▼▼▼
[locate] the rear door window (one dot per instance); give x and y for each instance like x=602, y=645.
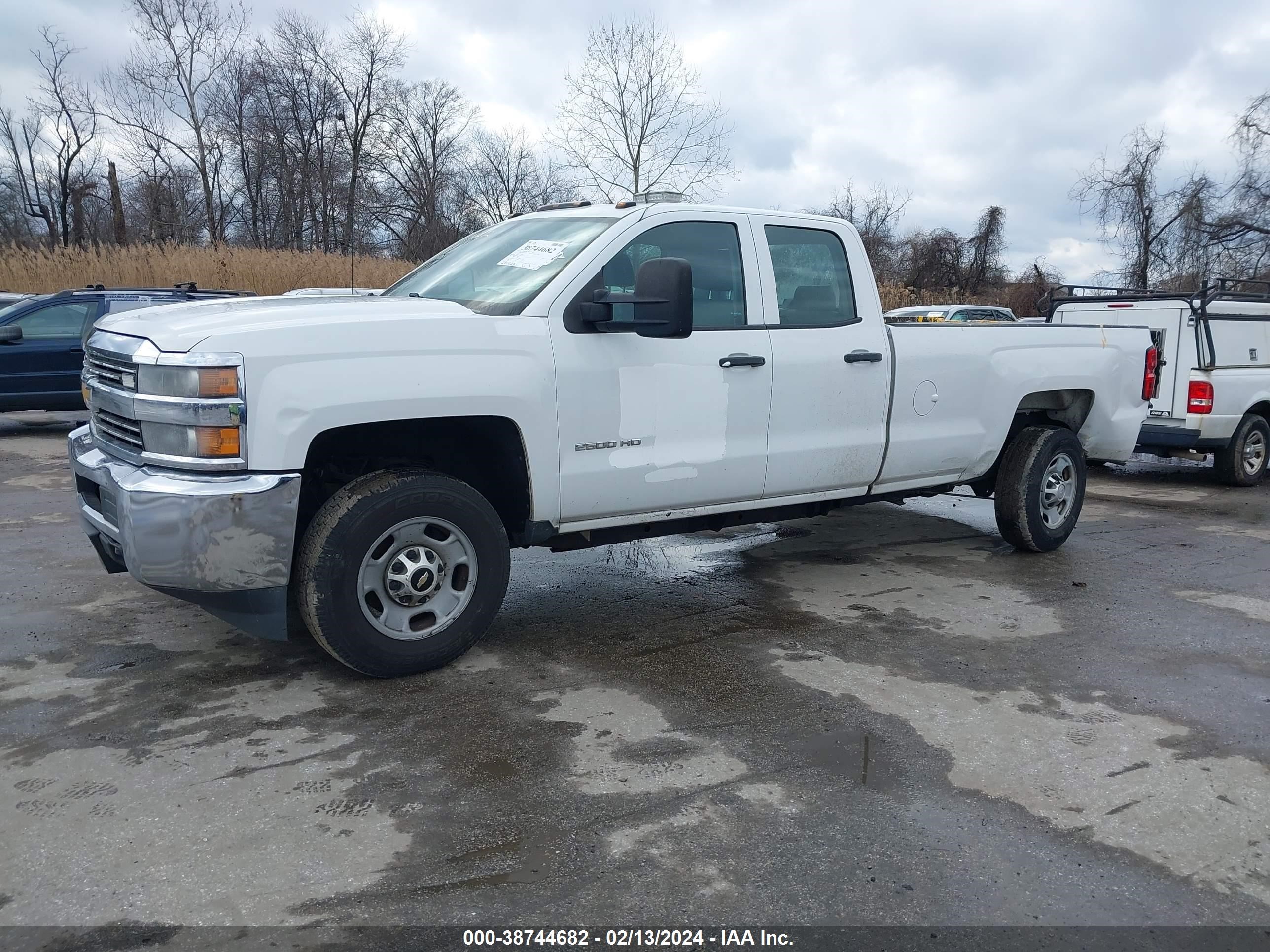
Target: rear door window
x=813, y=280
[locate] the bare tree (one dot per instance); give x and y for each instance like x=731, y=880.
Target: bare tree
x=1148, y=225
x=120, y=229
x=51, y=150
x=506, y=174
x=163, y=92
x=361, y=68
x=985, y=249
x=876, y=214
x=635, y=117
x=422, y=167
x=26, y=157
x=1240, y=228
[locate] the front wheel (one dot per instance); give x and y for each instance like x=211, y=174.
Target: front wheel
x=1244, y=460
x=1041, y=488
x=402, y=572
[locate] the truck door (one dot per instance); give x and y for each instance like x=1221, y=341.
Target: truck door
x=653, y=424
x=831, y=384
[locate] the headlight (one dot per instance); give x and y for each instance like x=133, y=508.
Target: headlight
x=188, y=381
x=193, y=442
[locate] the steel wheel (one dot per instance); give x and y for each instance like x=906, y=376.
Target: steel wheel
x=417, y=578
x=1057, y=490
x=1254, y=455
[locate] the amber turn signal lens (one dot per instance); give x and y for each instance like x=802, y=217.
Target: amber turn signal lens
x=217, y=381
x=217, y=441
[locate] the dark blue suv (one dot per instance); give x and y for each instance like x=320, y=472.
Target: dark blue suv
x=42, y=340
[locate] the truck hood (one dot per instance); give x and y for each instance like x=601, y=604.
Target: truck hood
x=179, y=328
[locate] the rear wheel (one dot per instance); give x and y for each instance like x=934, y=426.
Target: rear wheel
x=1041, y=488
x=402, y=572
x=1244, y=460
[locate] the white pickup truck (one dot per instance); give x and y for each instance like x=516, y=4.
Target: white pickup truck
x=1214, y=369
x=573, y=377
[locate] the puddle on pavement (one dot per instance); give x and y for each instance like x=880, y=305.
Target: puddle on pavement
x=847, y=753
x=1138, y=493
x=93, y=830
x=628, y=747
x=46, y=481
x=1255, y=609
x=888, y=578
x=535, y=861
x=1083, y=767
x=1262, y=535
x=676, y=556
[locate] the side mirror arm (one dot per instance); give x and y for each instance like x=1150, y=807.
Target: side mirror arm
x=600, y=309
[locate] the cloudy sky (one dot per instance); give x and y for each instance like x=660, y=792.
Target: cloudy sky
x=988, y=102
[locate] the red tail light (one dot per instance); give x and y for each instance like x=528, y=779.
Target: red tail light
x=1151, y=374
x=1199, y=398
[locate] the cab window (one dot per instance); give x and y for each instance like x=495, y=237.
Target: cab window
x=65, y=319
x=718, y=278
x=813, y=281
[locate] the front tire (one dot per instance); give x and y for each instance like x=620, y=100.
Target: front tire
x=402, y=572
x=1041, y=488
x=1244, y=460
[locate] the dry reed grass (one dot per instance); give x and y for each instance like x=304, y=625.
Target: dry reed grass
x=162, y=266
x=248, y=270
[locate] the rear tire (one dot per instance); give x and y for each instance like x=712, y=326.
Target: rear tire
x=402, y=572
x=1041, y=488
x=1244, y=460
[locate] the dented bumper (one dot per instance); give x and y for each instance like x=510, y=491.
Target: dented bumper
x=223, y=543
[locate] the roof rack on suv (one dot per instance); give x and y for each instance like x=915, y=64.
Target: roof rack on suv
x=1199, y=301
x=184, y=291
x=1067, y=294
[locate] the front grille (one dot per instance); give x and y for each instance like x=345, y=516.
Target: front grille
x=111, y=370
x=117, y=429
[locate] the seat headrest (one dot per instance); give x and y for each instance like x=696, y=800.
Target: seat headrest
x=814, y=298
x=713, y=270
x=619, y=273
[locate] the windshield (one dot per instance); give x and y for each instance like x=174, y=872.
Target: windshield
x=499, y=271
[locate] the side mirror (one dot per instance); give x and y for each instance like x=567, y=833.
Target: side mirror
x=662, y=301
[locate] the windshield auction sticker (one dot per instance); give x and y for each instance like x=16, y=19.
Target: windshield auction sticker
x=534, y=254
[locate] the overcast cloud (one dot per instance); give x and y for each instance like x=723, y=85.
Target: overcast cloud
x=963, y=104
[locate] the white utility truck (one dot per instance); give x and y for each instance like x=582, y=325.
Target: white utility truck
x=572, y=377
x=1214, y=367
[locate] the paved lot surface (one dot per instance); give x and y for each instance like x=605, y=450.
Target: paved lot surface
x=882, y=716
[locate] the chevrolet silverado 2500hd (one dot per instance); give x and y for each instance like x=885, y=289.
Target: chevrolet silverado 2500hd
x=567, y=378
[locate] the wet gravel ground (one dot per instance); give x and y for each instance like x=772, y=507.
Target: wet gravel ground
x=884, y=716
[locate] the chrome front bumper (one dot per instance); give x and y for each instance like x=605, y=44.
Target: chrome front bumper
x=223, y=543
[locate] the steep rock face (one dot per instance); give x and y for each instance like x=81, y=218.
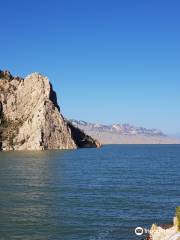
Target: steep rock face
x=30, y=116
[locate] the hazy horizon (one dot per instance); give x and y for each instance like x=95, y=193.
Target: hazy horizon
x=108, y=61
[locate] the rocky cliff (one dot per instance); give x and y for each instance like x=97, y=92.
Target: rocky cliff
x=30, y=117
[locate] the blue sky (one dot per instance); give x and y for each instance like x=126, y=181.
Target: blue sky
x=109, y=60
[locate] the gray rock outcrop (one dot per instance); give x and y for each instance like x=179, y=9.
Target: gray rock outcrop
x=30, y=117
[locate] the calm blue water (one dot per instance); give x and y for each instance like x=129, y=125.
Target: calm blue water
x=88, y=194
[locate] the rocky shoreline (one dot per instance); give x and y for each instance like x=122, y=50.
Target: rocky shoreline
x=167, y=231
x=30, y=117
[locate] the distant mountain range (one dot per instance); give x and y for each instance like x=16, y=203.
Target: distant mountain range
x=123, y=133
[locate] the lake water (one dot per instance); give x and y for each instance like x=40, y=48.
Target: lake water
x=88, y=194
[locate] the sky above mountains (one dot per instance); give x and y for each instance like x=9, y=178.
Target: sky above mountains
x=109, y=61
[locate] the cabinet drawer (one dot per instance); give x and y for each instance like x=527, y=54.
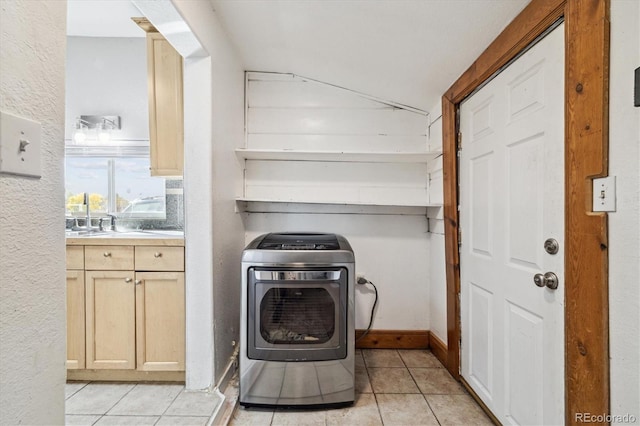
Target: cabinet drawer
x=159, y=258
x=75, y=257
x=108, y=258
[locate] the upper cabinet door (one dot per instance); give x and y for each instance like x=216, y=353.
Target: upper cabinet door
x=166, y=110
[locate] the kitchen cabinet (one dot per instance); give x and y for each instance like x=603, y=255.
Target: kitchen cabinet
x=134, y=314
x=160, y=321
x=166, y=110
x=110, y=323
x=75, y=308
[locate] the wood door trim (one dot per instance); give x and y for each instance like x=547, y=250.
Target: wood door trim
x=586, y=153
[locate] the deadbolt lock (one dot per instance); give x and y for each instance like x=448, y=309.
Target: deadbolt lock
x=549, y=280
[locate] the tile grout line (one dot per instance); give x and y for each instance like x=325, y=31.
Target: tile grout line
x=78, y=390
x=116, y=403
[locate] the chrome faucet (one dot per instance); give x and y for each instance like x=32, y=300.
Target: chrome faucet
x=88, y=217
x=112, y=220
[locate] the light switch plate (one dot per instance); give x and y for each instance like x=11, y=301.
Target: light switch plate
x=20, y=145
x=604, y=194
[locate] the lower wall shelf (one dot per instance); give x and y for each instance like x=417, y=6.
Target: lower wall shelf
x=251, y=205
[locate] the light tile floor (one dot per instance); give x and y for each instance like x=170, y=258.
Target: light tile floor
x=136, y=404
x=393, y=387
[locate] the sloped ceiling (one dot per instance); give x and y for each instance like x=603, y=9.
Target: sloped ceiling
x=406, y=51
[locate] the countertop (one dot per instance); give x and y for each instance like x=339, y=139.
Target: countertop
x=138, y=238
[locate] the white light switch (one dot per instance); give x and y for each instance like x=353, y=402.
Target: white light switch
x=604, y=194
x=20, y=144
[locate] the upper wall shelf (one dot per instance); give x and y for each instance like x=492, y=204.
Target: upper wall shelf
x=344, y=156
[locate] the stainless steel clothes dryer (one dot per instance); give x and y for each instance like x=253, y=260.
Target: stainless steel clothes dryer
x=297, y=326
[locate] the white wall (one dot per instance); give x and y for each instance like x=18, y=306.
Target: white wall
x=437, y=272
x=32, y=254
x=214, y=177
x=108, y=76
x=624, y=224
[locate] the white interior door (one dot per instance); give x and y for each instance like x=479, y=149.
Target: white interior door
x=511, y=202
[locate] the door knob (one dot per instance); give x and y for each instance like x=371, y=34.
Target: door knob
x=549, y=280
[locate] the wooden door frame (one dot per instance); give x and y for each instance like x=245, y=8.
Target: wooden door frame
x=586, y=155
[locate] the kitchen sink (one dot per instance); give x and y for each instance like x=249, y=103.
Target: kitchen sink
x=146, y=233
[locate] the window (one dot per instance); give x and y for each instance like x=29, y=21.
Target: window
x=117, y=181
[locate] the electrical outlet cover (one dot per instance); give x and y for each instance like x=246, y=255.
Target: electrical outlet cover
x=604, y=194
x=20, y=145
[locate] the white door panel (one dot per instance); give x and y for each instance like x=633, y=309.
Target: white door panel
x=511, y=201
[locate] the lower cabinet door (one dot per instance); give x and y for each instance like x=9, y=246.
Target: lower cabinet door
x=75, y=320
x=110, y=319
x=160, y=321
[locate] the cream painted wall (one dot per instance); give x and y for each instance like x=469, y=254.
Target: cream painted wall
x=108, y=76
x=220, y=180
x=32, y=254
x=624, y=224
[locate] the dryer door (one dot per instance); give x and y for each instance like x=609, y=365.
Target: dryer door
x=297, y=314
▲▲▲
[DESCRIPTION OF THE TASK]:
Return only the stretch of the material above from the line holding "Target: red tail light" through the line holding "[locate] the overcast", copied exactly.

[SOLUTION TO THE PROBLEM]:
Target: red tail light
x=1151, y=374
x=1199, y=398
[locate] the cab window (one dot per instance); give x and y for each instance like x=495, y=237.
Target: cab window
x=65, y=319
x=718, y=278
x=813, y=281
[locate] the front tire (one dot per instance); give x and y for each instance like x=620, y=100.
Target: front tire
x=402, y=572
x=1041, y=488
x=1244, y=460
[locate] the dry reed grass (one dot per instance); give x and y for each instance like x=304, y=625.
Target: dry reed grass
x=162, y=266
x=248, y=270
[locate] the rear tire (one dot per instance); give x and y for each instance like x=712, y=326.
Target: rear tire
x=402, y=572
x=1041, y=488
x=1244, y=460
[locate] the dented bumper (one dot per instance); give x and y for each instance like x=510, y=491.
Target: dented bumper
x=223, y=543
[locate] the roof rack on suv (one dot per instance); give x and y for each instance like x=915, y=64.
Target: roof rack on suv
x=1199, y=301
x=184, y=291
x=1067, y=294
[locate] the front grille (one dot per instance); give x and y for each instance like x=345, y=516.
Target: front grille
x=111, y=370
x=117, y=429
[locate] the seat headrest (one dot per instance); give x and y for each instance like x=696, y=800.
Target: seat headrest
x=814, y=298
x=713, y=270
x=619, y=273
[locate] the windshield (one dot per instance); give x and y for each instance like x=174, y=872.
Target: windshield
x=499, y=271
[locate] the side mirror (one dot per instance); give x and y for each instance like x=567, y=833.
Target: side mirror
x=662, y=301
[locate] the windshield auction sticker (one dot per instance); give x and y for each instance like x=16, y=19.
Target: windshield auction sticker
x=534, y=254
[locate] the overcast cloud (one dot per instance); give x and y for each instance like x=723, y=85.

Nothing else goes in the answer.